▶ _What is being asked_: Format every line below as a JSON list of strings, one string per line, leaving out any blank lines.

▶ _Collection entries_:

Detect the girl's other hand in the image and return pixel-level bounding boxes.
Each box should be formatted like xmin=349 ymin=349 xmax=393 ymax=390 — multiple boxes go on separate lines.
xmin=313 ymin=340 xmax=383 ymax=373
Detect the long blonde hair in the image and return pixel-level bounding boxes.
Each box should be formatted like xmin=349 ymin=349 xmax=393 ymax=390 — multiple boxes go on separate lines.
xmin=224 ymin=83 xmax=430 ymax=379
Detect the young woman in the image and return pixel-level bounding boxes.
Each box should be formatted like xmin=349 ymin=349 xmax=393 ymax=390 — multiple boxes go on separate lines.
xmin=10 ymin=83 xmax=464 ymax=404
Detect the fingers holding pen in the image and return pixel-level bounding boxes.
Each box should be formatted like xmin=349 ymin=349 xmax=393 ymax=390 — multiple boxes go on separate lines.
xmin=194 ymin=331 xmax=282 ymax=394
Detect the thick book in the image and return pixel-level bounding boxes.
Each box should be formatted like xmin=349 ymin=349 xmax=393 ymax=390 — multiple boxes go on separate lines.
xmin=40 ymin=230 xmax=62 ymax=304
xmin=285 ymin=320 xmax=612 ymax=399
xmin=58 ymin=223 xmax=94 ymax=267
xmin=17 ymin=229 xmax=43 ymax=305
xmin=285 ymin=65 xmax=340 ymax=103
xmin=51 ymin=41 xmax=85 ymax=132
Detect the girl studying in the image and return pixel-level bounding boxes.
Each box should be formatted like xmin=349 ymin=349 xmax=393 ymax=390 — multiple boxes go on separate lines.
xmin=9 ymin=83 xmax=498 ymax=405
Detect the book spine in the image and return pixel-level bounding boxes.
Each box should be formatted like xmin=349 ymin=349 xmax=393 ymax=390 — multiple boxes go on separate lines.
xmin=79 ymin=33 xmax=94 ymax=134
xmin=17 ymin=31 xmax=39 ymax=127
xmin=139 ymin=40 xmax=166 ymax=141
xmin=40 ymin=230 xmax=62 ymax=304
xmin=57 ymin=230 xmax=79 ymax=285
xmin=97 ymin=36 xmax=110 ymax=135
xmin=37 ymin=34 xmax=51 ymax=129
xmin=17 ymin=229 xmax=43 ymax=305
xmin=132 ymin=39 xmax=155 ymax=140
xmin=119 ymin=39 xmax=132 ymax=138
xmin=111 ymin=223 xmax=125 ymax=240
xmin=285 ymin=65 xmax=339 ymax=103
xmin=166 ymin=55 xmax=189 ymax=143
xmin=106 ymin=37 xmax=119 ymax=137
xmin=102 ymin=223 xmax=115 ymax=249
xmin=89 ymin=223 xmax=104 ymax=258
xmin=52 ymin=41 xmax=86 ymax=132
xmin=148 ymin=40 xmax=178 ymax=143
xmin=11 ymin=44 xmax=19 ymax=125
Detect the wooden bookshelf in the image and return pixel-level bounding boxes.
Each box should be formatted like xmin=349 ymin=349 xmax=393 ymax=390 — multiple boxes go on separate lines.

▶ _Complete response_:
[
  "Detect the girl's other hand in the image and return pixel-level bounding boxes.",
  "Each box should be formatted like xmin=349 ymin=349 xmax=393 ymax=390 — multiple boxes go on separate lines.",
  "xmin=313 ymin=340 xmax=383 ymax=373",
  "Detect the long blonde hair in the image and return pixel-level bounding boxes.",
  "Each box should be formatted like xmin=349 ymin=349 xmax=393 ymax=390 — multiple boxes go on separate lines.",
  "xmin=224 ymin=83 xmax=430 ymax=379",
  "Detect the young woman in the image and return pixel-level bounding boxes.",
  "Each box should be formatted like xmin=349 ymin=349 xmax=393 ymax=390 — multiple boxes go on separate lines.",
  "xmin=10 ymin=83 xmax=464 ymax=404",
  "Detect the fingers holding pen in the image and return pixel-level bounding boxes.",
  "Each box should be formatted like xmin=349 ymin=349 xmax=393 ymax=390 — multiple boxes go on separate lines.",
  "xmin=194 ymin=331 xmax=282 ymax=394",
  "Detect the thick book in the image and return pixel-level bounding boxes.",
  "Each box should be formatted like xmin=349 ymin=349 xmax=393 ymax=390 — multiple boxes go on separate lines.",
  "xmin=40 ymin=230 xmax=62 ymax=304",
  "xmin=285 ymin=320 xmax=612 ymax=399",
  "xmin=58 ymin=223 xmax=94 ymax=267",
  "xmin=17 ymin=229 xmax=43 ymax=305",
  "xmin=285 ymin=65 xmax=340 ymax=103",
  "xmin=51 ymin=41 xmax=85 ymax=132",
  "Detect the girl studying in the image and return pixel-level bounding boxes.",
  "Each box should be formatted like xmin=349 ymin=349 xmax=393 ymax=390 — multiple boxes go on separate lines.",
  "xmin=9 ymin=83 xmax=498 ymax=405",
  "Detect the book spine in the image and return pixel-level bounding boxes.",
  "Each box should be formatted like xmin=349 ymin=349 xmax=393 ymax=390 — multiple boxes go on separate lines.",
  "xmin=79 ymin=33 xmax=94 ymax=134",
  "xmin=17 ymin=31 xmax=39 ymax=127",
  "xmin=139 ymin=40 xmax=166 ymax=141",
  "xmin=40 ymin=230 xmax=62 ymax=304",
  "xmin=57 ymin=230 xmax=79 ymax=285",
  "xmin=97 ymin=36 xmax=110 ymax=135",
  "xmin=37 ymin=34 xmax=51 ymax=129",
  "xmin=17 ymin=229 xmax=43 ymax=305",
  "xmin=132 ymin=39 xmax=155 ymax=140",
  "xmin=119 ymin=39 xmax=132 ymax=138",
  "xmin=111 ymin=223 xmax=125 ymax=240",
  "xmin=285 ymin=65 xmax=339 ymax=103",
  "xmin=166 ymin=55 xmax=189 ymax=143",
  "xmin=106 ymin=37 xmax=119 ymax=137",
  "xmin=102 ymin=223 xmax=115 ymax=249",
  "xmin=89 ymin=223 xmax=104 ymax=258",
  "xmin=52 ymin=41 xmax=86 ymax=132",
  "xmin=148 ymin=40 xmax=178 ymax=143",
  "xmin=11 ymin=44 xmax=19 ymax=125",
  "Detect the wooden bookshelf in the image and return pixel-level bounding boxes.",
  "Each box should be formatted like xmin=349 ymin=349 xmax=393 ymax=390 — multiple boxes go on separate lines."
]